_WORK REQUIRED:_
Provide the entries once more, identical in every word.

_RECORDS FOR PROCESSING:_
------------------------
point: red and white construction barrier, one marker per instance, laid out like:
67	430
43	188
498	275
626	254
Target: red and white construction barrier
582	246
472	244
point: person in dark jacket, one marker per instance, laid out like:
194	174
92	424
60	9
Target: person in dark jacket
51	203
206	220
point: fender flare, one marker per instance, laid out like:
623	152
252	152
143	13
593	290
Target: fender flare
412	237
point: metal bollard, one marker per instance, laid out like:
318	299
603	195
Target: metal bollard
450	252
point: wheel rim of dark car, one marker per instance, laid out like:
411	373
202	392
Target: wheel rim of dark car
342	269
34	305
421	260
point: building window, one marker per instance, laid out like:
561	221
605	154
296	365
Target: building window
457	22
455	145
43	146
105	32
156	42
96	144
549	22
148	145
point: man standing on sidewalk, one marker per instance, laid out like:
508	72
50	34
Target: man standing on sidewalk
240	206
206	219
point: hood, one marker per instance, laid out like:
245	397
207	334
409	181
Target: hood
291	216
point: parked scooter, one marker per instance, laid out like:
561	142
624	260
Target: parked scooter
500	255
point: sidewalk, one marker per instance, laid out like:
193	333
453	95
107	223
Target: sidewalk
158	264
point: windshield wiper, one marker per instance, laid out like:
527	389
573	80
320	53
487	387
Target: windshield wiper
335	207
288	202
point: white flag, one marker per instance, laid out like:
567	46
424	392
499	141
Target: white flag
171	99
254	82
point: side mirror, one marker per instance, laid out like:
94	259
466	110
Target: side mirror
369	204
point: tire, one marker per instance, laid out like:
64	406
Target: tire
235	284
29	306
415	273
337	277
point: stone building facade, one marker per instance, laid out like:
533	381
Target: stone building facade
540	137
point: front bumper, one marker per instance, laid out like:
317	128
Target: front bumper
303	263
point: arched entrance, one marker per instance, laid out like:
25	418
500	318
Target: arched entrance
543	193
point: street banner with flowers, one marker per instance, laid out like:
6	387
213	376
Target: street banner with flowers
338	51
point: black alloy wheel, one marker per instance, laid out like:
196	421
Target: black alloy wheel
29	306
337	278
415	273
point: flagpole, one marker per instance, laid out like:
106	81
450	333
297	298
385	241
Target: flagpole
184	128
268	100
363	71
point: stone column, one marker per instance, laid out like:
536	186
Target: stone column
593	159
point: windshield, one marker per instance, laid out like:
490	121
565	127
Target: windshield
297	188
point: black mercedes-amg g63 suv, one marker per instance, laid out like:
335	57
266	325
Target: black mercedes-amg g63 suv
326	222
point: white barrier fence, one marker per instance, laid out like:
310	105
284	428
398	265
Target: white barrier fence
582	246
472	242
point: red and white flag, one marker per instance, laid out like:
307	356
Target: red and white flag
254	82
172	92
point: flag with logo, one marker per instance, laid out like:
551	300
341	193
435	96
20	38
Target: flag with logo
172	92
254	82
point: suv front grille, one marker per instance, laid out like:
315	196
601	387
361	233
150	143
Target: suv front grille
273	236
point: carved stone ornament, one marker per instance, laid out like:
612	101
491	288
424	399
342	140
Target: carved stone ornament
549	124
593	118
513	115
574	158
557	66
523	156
------------------------
_ANSWER:_
point: red and white construction barrier, one marker per instance, laid out like:
67	430
43	188
498	275
626	254
Target: red and white construction barrier
582	246
472	244
point: person in dark jacket, one marker per instance, laid out like:
194	174
92	424
60	9
Target: person in dark jacket
51	203
206	220
point: fender flare, one marker per instance, laid out like:
623	152
252	152
143	13
593	290
Target: fender flare
412	237
point: metal bollard, one marker per instance, laid out like:
318	299
603	195
Target: metal bollard
450	252
point: wheel rim of dark car, one marker per instance, laid out like:
411	373
202	392
Target: wheel rim of dark car
342	269
34	305
421	260
point: building window, one marker per instance, laid out like:
561	221
605	154
296	365
Target: building window
457	22
455	145
43	146
105	32
156	42
96	144
549	22
148	145
point: man standing on sidewalk, one marker per instance, laid out like:
508	72
50	34
Target: man standing on sidewalk
240	206
206	219
point: hood, one marker per instance, laid out like:
245	397
207	334
409	181
Target: hood
291	216
point: parked scooter, one marker per instance, laid out like:
561	142
624	260
Target: parked scooter
500	255
point: sidewalk, one marker per instance, laid out like:
193	333
453	95
107	223
Target: sidewalk
158	264
point: windshield wiper, one marker per instance, laid out like:
527	389
573	80
320	53
487	387
Target: windshield wiper
335	207
288	202
point: white flag, one marker per instance, laid out like:
567	46
424	392
499	141
Target: white flag
171	99
254	82
point: side mirror, one marker per instance, laid out like:
94	259
466	110
Target: side mirror
369	204
point: tire, one marker per instance, laid out like:
64	406
Target: tire
235	284
29	306
415	273
337	277
point: stone building facade, one marker per instance, laid out like:
533	381
Target: stone building facade
540	137
point: front bumper, one marker per instance, laid out like:
317	128
Target: front bumper
303	263
point: arched entrance, one marker per instance, laid out like:
25	418
500	318
Target: arched entrance
543	193
point: street banner with flowers, one marker per instance, laid out like:
6	387
213	376
Target: street banner with flowers
338	51
point: black alloy wheel, one marker per instance, laid out like:
196	421
Target: black alloy wheel
29	306
337	278
415	273
point: flagpole, one marker per instance, laid out like:
106	81
450	333
297	298
385	241
Target: flagpole
184	128
268	100
363	71
point: stone column, one marker per instance, laid out like:
536	186
Target: stone column
593	159
point: windshield, one marker per instance, laid out like:
490	121
565	127
Target: windshield
297	188
point: black mercedes-amg g63 suv, one marker per instance, laid out like:
335	57
266	325
Target: black mercedes-amg g63 suv
326	222
point: white barrier fence, one marker per instance, laid out like:
310	105
284	428
398	265
Target: white barrier fence
582	246
472	242
point: red and white flag, one marker per instance, laid out like:
307	356
Target: red and white flag
254	82
172	92
point: flag with logo, one marker per instance, laid out like:
551	300
341	193
435	96
20	38
Target: flag with logo
172	92
254	82
point: suv front grille, one marker per instance, laid out like:
315	196
601	387
361	233
150	143
Target: suv front grille
273	236
point: carved stone ornament, one marker per instance, laid out like:
612	101
491	288
424	399
342	140
Target: carved stone ornament
549	124
593	118
513	115
574	158
557	66
523	156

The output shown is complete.